* Begin Data to use *
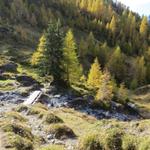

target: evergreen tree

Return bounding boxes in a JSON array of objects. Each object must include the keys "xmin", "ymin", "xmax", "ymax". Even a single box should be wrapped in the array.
[
  {"xmin": 87, "ymin": 58, "xmax": 102, "ymax": 89},
  {"xmin": 117, "ymin": 83, "xmax": 128, "ymax": 104},
  {"xmin": 95, "ymin": 71, "xmax": 113, "ymax": 103},
  {"xmin": 107, "ymin": 47, "xmax": 126, "ymax": 82},
  {"xmin": 31, "ymin": 34, "xmax": 46, "ymax": 66},
  {"xmin": 109, "ymin": 16, "xmax": 117, "ymax": 35},
  {"xmin": 31, "ymin": 21, "xmax": 63, "ymax": 82},
  {"xmin": 140, "ymin": 16, "xmax": 148, "ymax": 38},
  {"xmin": 134, "ymin": 56, "xmax": 147, "ymax": 85},
  {"xmin": 63, "ymin": 30, "xmax": 82, "ymax": 84}
]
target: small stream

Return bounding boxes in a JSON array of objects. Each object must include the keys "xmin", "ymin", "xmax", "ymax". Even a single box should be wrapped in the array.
[{"xmin": 0, "ymin": 91, "xmax": 139, "ymax": 121}]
* End Data to use *
• The request: Copy every row above word for word, leaving out the pictures.

• Reply to the task:
target: evergreen tree

Return bounding boxes in a JSON array of objects. Each object must include the keys "xmin", "ymin", "xmax", "ymax". Even a single box should be wrapped in the array.
[
  {"xmin": 87, "ymin": 58, "xmax": 102, "ymax": 89},
  {"xmin": 117, "ymin": 83, "xmax": 128, "ymax": 104},
  {"xmin": 95, "ymin": 71, "xmax": 113, "ymax": 103},
  {"xmin": 107, "ymin": 47, "xmax": 126, "ymax": 82},
  {"xmin": 31, "ymin": 34, "xmax": 46, "ymax": 66},
  {"xmin": 109, "ymin": 16, "xmax": 117, "ymax": 35},
  {"xmin": 31, "ymin": 21, "xmax": 63, "ymax": 82},
  {"xmin": 140, "ymin": 16, "xmax": 148, "ymax": 38},
  {"xmin": 134, "ymin": 56, "xmax": 147, "ymax": 85},
  {"xmin": 63, "ymin": 30, "xmax": 82, "ymax": 84}
]
target: small stream

Return bounding boxes in a JSON array of objects. Each object must include the keys "xmin", "ymin", "xmax", "ymax". Even a single box should be wrapped in the array.
[{"xmin": 0, "ymin": 91, "xmax": 139, "ymax": 121}]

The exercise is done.